● PAGE
▬▬▬▬▬▬▬▬▬▬
The effect of a written constitution, in curtailing the very wide parliamentary powers and privileges that have been conceded to the House of Commons in the United Kingdom, has been repeatedly affirmed by the highest courts of countries that have written constitutions. In Smith v. Mutasa [19901 LRC 87, a decision of a unanimous Supreme Court of Zimbabwe delivered by Dumbutshena C.J., the Court was concerned with a finding of contempt of Parliament made in general terms by the Zimbabwean House of Assembly against Mr Ian Smith M.P., the former Prime Minister of Rhodesia, by which his parliamentary salary was suspended for twelve months. Although, in terms, the Zimbabwean House had been accorded powers much wider than those in cl. 70 of the Constitution of Tonga, Dumbutshena CA declared (at 92) that "all privileges and powers enjoyed by Parliament are subject to and must be consistent with the provisions of the Constitution. "Parliament" he continued (at 94), "... may not enjoy, hold and exercise privileges, immunities and powers which are -inconsistent with fundamental rights guaranteed by the Constitution. If in Zimbabwe there is a conflict between fundamental rights and the privileges of Parliament the conflict can only be resolved by the courts of justice". (Emphasis added). Therefore, the Court said (at 95), If ... a dispute had arisen between the appellant and the respondents on whether [what Mr Smith did] was a breach of parliamentary privilege or not, it would have been within the jurisdiction of the courts of this country to determine the dispute."


Pursuant to a power in the Zimbabwean Constitution, the Parliament had passed an Act to make a certificate of the Speaker conclusive that a matter concerned privilege. But Dumbutshena C.J. said (at 109) that "the court must examine the certificate in order to establish the legitimacy of the privilege claimed", for, "it is the duty of the courts to decide whether the impugned statements or acts are properly a matter of privilege or not."


In reaching its conclusions, the Supreme Court of Zimbabwe placed some reliance on the decision of the Supreme Court of India in Special Reference No. 1 of 1964 [1964] INSC 209; (1965) 1 SCR 413. There, the opinion of the Court, delivered by Gajendragadkar C.J. asserted (at 492) that to the constitutional right to seek redress from the Court "no exception is intended to be made by the Constitution by reference to any power or privilege vesting in the Legislatures of this country."


Both the Indian and the Zimbabwean Supreme Courts rejected the idea that a general warrant could preclude further inquiry where there was a challenge to an assertion of a parliamentary privilege defined by the terms of a written constitution. Dumbutshena C.J. referred to the statements of Gajendragadkar C.J (at 445).


"[I]t is necessary to remember that though our Legislatures have plenary powers, they function within the limits prescribed by the material and relevant provisions of the Constitution."


And again (at 493):


"If in a given case, the allegation made by the citizen is that he has been deprived of his liberty not in accordance with law, but for capricious or mala fide reasons, this Court will have to examine the validity of the said contention and it would be no answer in such a case to say that the warrant issued against the citizen is a general warrant and a general warrant must stop all further judicial inquiry and scrutiny."
▬▬▬▬▬▬▬▬▬▬
● AVAILABLE DATA

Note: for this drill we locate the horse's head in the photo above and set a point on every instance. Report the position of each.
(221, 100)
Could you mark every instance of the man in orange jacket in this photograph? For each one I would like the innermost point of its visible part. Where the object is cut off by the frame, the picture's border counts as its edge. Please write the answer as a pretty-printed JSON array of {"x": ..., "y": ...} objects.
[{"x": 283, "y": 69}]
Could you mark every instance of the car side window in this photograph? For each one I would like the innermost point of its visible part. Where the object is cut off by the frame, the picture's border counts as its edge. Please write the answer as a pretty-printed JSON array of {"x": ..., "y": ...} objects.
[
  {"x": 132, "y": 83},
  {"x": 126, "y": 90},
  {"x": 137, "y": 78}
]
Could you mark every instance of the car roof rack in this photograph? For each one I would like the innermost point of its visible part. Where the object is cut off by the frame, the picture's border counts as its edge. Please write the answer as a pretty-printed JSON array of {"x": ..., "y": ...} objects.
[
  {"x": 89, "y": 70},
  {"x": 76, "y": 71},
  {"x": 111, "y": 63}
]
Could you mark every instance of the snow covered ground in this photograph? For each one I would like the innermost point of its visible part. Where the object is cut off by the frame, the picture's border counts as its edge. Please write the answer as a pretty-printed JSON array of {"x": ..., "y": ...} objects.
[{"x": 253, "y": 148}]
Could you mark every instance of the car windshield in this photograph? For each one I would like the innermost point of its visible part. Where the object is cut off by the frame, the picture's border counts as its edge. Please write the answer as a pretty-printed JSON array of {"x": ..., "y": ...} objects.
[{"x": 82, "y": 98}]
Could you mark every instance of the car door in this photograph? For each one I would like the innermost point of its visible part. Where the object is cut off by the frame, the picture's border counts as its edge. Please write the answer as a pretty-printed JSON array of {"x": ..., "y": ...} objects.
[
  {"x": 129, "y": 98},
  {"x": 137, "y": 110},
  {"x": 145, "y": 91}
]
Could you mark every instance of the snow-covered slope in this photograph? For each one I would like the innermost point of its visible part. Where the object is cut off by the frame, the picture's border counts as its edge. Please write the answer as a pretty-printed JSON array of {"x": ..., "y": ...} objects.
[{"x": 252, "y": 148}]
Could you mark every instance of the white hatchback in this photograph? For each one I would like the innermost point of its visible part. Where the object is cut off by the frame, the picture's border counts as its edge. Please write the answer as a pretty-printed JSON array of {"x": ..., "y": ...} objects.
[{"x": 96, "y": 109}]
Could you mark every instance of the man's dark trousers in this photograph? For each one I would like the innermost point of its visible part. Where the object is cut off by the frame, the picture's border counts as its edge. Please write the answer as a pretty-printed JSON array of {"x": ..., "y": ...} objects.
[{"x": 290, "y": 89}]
▬▬▬▬▬▬▬▬▬▬
● CHALLENGES
1. Identify every line of the rows that contains the string "covered", and copy each of those lines in full. Matching is case-sensitive.
2. Continue the passage on written constitutions and parliamentary privilege, starting after its final sentence.

● EXERCISE RESULTS
1.
Could you mark every instance of the snow covered ground in this photograph? For each one I would like the innermost point of its visible part. Where the object is cut off by the frame, the picture's border counts as its edge. Please write the answer as a pretty-printed JSON array of {"x": ..., "y": ...} objects.
Could you mark every instance of the snow-covered slope in this photograph? For each one I would like the innermost point of its visible part. Where the object is cut off by the frame, the picture's border counts as its edge. Please write the answer as a pretty-printed JSON array of {"x": ..., "y": ...} objects.

2.
Dumbutshena C.J., for himself and his court, said (at 10l):


"It would be wrong ... in this country to follow all United Kingdom precedents on the law of parliamentary privilege without regard to the statute law and the Constitution of this country. Some of the precedents of the United Kingdom are part of our law of parliamentary privilege. Others have been overtaken by the provisions of our Constitution."


He added (at 103):


"What is important for present purposes is that the Act imposes limitations on the power of Parliament to punish for a contempt."


This accords with the views of Barwick C.J. in the Australian High Court case Cormack v. Cope (1974) 131 CLR 432. There, reliance was placed in argument upon the privileges and immunities of the House Of Commons of the United Kingdom, attracted to the Australian Parliament by s.49 of the Australian Constitution. "But the submission", Barwick C.J. said at 452, "was basically misconceived. We are not dealing here with a Parliament whose laws and activities [emphasis added] have the paramountcy of the Houses of Parliament in the United Kingdom. The law-making process of the Parliament in Australia is controlled by a written Constitution."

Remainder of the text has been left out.